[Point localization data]
────
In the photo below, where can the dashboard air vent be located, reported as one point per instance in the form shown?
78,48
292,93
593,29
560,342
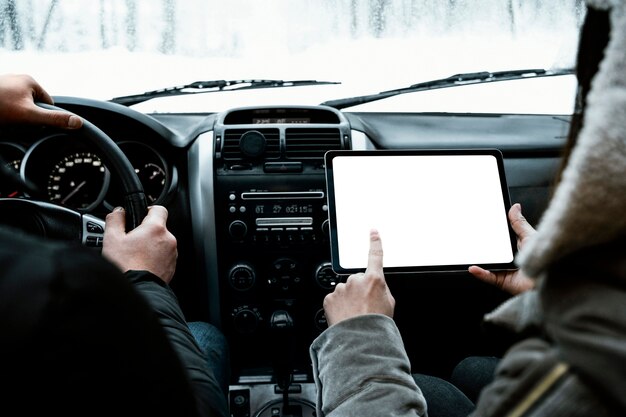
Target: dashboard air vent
232,149
311,143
────
◆ Your objective
Reproduce the data above exactly, leaving each picture out.

◆ Answer space
In the photo below, where can the dashboard air vent be located, reported as one point per instance in the form shown?
78,48
292,93
593,29
560,342
Target: dashboard air vent
232,149
311,143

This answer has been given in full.